READING PASSAGE:
Brownian Motion, Martingales, and Stochastic Calculus

To quote the introduction “the aim of this book is to provide a rigorous introduction to the theory of stochastic calculus for continuous semi-martingales putting a special emphasis on Brownian motion.” Chapters 2–4 introduce Brownian motion, martingales, and semimartingles. In Chapter 5 the integral is constructed and many of the classical consequences of the theory are proved: Levy’s characterization of Brownian motion, the fact that any martingale can be written as a stochastic integral, and Girsonov’s formula. The book then turns its attention to the general theory of Markov processes (concentrating primarily on Feller processes), the relationship between Brownian motion and partial differential equations, the solution of stochastic differential equations, and the notion of local time (a measure of the amount of time spent at a point).

The book originated from Le Gall’s notes for an introductory course taught to Master’s students in Paris, but that audience should not be confused with Master’s students in the US. The book assumes knowledge of measure theory and of conditional expectation with respect to a \(\sigma\)-field. If the reader has the background and needs a rigorous treatment of the subject this book would be a good choice. Le Gall writes clearly and gets to the point quickly, so this book is much less intimidating that Revuz and Yor’s tome and a dramatic improvement over the old book by Karatzas and Shreve. However, if you only want to learn the subject to understand applications to finance or in the physical sciences, you would be much better off with the books by Oksendal, Mikosch, or Steele, to name a few of the many book that cut corners or sweep some of the dirt under the rug.

ACTIONS TO TAKE:
(A) Name every author the book review mentions other than Le Gall.
(B) In the book review, rewrite everything from "To quote the" down to "at a point).", substituting "the Wiener process" for each occurrence of "Brownian motion".

LISTED ENTRIES:
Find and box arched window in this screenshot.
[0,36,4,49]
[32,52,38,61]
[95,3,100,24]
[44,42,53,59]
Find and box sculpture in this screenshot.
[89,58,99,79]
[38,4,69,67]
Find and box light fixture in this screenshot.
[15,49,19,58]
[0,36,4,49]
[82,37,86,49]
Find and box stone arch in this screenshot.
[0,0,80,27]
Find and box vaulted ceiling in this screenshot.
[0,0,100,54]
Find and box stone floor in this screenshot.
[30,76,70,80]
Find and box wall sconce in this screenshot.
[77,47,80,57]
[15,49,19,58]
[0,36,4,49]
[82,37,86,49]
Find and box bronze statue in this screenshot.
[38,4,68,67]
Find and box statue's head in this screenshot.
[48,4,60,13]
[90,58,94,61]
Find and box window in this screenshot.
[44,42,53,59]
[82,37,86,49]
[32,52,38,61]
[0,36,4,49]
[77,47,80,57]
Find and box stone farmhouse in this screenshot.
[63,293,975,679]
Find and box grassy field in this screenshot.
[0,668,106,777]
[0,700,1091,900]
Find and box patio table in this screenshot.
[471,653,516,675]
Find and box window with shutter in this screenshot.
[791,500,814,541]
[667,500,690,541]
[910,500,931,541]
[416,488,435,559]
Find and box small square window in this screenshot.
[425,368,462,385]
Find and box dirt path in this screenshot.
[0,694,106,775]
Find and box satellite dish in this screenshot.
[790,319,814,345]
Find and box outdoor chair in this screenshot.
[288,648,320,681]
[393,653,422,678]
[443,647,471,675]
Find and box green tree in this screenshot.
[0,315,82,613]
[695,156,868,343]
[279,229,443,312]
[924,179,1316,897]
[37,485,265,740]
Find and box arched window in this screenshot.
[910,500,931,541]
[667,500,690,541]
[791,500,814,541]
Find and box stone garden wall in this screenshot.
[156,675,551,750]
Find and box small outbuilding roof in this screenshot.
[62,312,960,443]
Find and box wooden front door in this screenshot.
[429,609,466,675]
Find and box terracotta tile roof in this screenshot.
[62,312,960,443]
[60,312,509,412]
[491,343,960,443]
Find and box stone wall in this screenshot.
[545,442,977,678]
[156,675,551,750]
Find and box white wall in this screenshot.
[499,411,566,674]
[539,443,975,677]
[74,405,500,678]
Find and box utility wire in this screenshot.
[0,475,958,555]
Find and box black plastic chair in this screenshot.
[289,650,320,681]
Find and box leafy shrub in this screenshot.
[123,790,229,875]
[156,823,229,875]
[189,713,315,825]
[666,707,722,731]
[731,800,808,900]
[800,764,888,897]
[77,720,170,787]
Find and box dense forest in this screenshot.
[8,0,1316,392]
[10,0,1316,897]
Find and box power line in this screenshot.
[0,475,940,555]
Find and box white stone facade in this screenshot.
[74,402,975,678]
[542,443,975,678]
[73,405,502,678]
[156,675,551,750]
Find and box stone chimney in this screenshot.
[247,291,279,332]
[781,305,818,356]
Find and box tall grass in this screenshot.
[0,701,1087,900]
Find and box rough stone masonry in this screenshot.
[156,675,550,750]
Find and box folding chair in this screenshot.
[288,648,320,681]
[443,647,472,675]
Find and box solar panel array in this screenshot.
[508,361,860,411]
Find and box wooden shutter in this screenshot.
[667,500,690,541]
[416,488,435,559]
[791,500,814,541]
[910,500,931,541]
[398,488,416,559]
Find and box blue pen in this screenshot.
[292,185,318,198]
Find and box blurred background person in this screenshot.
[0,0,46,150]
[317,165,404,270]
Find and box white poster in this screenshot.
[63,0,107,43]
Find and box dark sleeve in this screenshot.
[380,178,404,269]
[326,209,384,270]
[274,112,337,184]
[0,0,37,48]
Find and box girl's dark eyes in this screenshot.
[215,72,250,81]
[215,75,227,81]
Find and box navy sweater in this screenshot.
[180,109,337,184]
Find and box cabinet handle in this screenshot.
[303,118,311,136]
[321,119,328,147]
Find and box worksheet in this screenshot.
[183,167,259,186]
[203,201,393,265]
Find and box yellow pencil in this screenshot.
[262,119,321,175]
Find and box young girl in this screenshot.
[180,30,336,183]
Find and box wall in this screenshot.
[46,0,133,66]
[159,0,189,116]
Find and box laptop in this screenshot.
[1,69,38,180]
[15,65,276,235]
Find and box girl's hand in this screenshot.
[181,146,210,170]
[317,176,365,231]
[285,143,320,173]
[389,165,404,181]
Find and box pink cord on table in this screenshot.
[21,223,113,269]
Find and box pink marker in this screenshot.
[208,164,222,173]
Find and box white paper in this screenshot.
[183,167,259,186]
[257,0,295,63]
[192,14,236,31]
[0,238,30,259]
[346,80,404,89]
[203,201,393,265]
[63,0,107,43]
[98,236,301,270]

RESULTS IN ORDER:
(A) Revuz, Yor, Karatzas, Shreve, Oksendal, Mikosch, Steele

(B)
To quote the introduction “the aim of this book is to provide a rigorous introduction to the theory of stochastic calculus for continuous semi-martingales putting a special emphasis on the Wiener process.” Chapters 2–4 introduce the Wiener process, martingales, and semimartingles. In Chapter 5 the integral is constructed and many of the classical consequences of the theory are proved: Levy’s characterization of the Wiener process, the fact that any martingale can be written as a stochastic integral, and Girsonov’s formula. The book then turns its attention to the general theory of Markov processes (concentrating primarily on Feller processes), the relationship between the Wiener process and partial differential equations, the solution of stochastic differential equations, and the notion of local time (a measure of the amount of time spent at a point).